Written problem: Reproduce verbatim the lines between the one holding "Where can the clear" and the one holding "[[42, 247]]", inclusive.
══ Extracted data
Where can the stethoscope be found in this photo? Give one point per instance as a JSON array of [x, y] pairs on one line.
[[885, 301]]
════
══ Extracted data
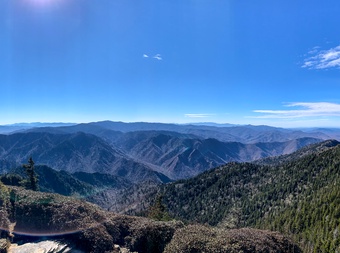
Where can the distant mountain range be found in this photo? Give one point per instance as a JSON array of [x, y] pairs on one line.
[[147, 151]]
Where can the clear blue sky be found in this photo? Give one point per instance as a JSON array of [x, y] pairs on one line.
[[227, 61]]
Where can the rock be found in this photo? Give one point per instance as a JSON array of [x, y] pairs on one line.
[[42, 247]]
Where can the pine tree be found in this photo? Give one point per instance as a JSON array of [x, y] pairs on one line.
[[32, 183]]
════
Reply:
Where can the clear blue sky be found in this photo? Give one point per instance as a JSON array of [x, y] pairs on one line.
[[227, 61]]
Where can the rock be found in this photo? Give one point per instance as a JSON array of [x, y] pairs on one line.
[[42, 247]]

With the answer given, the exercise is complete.